EXCERPTED RECORDS ->
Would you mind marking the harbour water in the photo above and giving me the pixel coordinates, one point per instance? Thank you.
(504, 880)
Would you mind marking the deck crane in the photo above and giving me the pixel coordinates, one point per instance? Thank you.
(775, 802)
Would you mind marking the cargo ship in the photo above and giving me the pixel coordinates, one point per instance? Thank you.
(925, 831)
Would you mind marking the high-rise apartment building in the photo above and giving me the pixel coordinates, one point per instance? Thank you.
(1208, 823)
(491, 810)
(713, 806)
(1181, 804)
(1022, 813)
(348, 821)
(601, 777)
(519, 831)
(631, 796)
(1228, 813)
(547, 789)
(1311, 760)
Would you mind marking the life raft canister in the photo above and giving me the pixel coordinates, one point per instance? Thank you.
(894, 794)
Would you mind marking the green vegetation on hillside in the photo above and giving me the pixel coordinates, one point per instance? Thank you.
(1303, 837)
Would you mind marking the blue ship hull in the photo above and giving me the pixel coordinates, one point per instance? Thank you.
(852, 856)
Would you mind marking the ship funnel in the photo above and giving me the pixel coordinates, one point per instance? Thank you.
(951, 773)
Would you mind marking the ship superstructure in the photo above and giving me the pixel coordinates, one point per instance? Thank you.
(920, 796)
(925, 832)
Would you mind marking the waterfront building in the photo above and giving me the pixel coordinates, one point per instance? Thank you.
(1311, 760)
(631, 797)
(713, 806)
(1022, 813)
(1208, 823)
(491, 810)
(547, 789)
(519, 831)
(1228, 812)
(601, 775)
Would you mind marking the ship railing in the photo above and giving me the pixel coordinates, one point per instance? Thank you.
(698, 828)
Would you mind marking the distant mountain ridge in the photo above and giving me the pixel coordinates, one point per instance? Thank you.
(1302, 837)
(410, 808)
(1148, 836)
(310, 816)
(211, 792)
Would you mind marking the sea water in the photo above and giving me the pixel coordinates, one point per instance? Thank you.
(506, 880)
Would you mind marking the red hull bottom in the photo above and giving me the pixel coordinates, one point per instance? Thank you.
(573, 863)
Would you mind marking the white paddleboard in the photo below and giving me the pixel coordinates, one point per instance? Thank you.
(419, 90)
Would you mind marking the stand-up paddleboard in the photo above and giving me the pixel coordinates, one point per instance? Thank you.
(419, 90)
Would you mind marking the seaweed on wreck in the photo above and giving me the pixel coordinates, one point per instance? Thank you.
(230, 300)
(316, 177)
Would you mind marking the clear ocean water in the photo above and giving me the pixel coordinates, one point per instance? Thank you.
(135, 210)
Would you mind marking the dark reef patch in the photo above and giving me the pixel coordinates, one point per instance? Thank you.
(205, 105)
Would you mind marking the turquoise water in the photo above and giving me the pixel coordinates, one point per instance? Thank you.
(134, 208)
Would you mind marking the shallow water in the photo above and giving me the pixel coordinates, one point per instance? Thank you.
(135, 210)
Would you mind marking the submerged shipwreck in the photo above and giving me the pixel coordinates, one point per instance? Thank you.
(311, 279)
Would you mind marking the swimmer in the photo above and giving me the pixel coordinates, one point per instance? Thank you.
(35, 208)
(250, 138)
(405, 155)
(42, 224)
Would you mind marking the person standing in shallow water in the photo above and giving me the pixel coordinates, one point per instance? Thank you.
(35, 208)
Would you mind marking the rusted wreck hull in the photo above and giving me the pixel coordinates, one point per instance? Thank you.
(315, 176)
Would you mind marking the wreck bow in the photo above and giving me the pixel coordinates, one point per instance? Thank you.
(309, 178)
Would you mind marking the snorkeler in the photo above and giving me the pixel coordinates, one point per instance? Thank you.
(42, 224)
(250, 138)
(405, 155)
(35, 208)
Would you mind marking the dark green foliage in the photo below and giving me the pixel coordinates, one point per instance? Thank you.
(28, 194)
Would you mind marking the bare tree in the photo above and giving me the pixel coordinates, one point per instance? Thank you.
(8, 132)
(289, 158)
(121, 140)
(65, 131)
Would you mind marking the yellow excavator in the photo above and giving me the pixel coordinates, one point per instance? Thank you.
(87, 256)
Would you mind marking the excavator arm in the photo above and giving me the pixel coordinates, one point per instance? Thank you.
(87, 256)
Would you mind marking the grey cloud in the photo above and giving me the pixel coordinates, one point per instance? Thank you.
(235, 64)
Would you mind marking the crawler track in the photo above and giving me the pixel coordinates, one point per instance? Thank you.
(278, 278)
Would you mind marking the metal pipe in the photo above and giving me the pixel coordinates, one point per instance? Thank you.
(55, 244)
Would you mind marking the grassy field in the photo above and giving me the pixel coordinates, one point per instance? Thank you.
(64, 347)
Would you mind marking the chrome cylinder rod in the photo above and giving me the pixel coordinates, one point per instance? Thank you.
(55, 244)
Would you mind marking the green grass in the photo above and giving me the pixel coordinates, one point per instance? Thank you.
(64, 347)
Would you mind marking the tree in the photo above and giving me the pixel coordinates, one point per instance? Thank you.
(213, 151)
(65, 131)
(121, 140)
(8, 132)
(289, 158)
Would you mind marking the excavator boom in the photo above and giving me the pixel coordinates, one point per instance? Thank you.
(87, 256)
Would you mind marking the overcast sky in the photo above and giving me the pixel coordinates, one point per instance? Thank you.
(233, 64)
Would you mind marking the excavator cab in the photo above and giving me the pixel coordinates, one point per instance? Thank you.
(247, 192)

TASK DIRECTIONS -> Copy out the whole listing above word for word, every line from first to last.

FULL RESPONSE ->
Would you mind marking the harbour water in the photo above and giving me the pixel coordinates, one point per instance? Thank you.
(504, 880)
Would you mind marking the deck crane in the photo above and giving me the pixel coordinates, one point per instance? Thank you.
(775, 802)
Would you mind marking the cargo ship in the photo above and giving me the pixel coordinates, one point per instance? Thank you.
(925, 831)
Would you mind marking the high-rise apartment building in the photo above and giving me the pixel coordinates, one point per instance? Thank you.
(1208, 823)
(491, 810)
(713, 806)
(1181, 804)
(1022, 813)
(348, 821)
(601, 777)
(519, 831)
(631, 796)
(1228, 813)
(547, 789)
(1311, 760)
Would you mind marking the life raft canister in the photo above and giving me the pixel coordinates, one point per instance? Thank you.
(894, 794)
Would you mind marking the green vegetation on hillside in the photo above and giving me the pixel coordinates, one point per instance? Thank you.
(1303, 837)
Would you mind marking the blue ship hull in the photo above and giving me the pixel coordinates, one point per instance? Thank you.
(852, 856)
Would you mind marking the ship funnel in the photo above and giving me the pixel coordinates, one point per instance? Thank you.
(951, 773)
Would you mind marking the ship superstructure in the photo above and giving me the pixel coordinates, one point per instance? Thank you.
(920, 796)
(925, 832)
Would you mind marking the waterfront building in the photo above and giving me the pixel coordinates, one point per instance? Thank you.
(1311, 760)
(631, 797)
(713, 806)
(1022, 813)
(1208, 823)
(491, 810)
(547, 789)
(519, 831)
(1228, 812)
(601, 775)
Would you mind marking the ship railing in the photo above and giving me the pixel coordinates, one point per instance? Thank you.
(698, 828)
Would you mind marking the distant mountain ridge in the photo above and giving me the pixel coordinates, one point per instance? Thank you.
(1302, 837)
(410, 808)
(1148, 836)
(310, 816)
(211, 792)
Would you mind marking the sea water in the photo above and giving me the pixel coordinates, one point per instance? Thank you.
(506, 880)
Would you mind marking the red hull bottom in the photo above and giving me the pixel coordinates, one point per instance? Thank you.
(573, 863)
Would you mind marking the white paddleboard in the photo below and giving me the pixel coordinates, one point per instance? Thank you.
(419, 90)
Would you mind marking the stand-up paddleboard in the photo above and giving me the pixel coordinates, one point per instance? Thank you.
(419, 90)
Would you mind marking the seaweed on wreck in the photo above and giving me the pixel coordinates, one point per instance? Thank you.
(230, 300)
(316, 177)
Would you mind marking the clear ocean water in the photo above and giving me the pixel coordinates, one point per instance? Thank you.
(135, 210)
Would you mind marking the dark reef patch in the photo above and giving me the pixel coordinates, one point per instance? Thank you.
(205, 105)
Would you mind marking the turquoise water in the photo above and giving me the pixel coordinates, one point per instance? Thank you.
(134, 208)
Would you mind marking the shallow water in the photo above and giving me the pixel coordinates, one point per instance? Thank you.
(135, 210)
Would you mind marking the submerged shipwreck in the photo above and giving me the pixel coordinates, one point per instance? Thank you.
(311, 279)
Would you mind marking the swimmer in the photo above and giving me the pixel coordinates, one point per instance? Thank you.
(35, 208)
(250, 138)
(405, 155)
(42, 224)
Would you mind marking the person standing in shallow water in the photo above and giving me the pixel coordinates, one point per instance? Thank you.
(35, 208)
Would you mind marking the rusted wreck hull in the photo above and giving me the pixel coordinates, one point per instance? Thank you.
(315, 176)
Would you mind marking the wreck bow in the photo above and giving me the pixel coordinates, one point per instance? Thank you.
(309, 178)
Would you mind marking the snorkeler in the photo above and giving me the pixel coordinates, one point per instance? Thank you.
(42, 224)
(250, 138)
(405, 155)
(35, 208)
Would you mind marking the dark green foliage in the photo below and giving me the pixel coordinates, one point per instance? Thank you.
(28, 194)
Would you mind marking the bare tree in the photo above and giving me the pixel coordinates, one point per instance? Thank you.
(8, 132)
(289, 158)
(121, 140)
(65, 131)
Would you mind marking the yellow excavator in the photo above and giving me the pixel coordinates, one point per instance? Thank you.
(87, 256)
Would you mind marking the excavator arm in the photo above and giving me the pixel coordinates, one point per instance? Thank you.
(87, 256)
Would you mind marking the grey cloud in the photo above and giving me the pixel coordinates, one point per instance? Thank you.
(235, 64)
Would you mind marking the crawler track in the photo above and giving me the pixel coordinates, one point per instance? Thank you.
(278, 278)
Would you mind marking the metal pipe in the photo above and giving me the pixel coordinates, one point per instance? Thank you.
(55, 244)
Would you mind marking the grassy field in the photo above and giving me the pixel coordinates, one point per instance? Thank you.
(64, 347)
Would you mind marking the chrome cylinder rod in the photo above and giving me the pixel coordinates, one point per instance? Thank you.
(55, 244)
Would you mind marking the green grass in the photo above and giving me the pixel coordinates, one point per instance? Thank you.
(64, 347)
Would you mind marking the tree in the photo above and giving me the pixel coordinates, one point per instance? Thank you.
(213, 151)
(65, 131)
(121, 140)
(8, 132)
(289, 158)
Would you mind marking the excavator boom in the photo above and giving me the pixel coordinates, one point per instance? Thank you.
(87, 256)
Would you mind marking the overcast sky in the photo above and giving me the pixel coordinates, one point per instance? Thank you.
(233, 64)
Would you mind marking the excavator cab in the photo above and giving me the pixel coordinates, one point per instance? Thank you.
(247, 192)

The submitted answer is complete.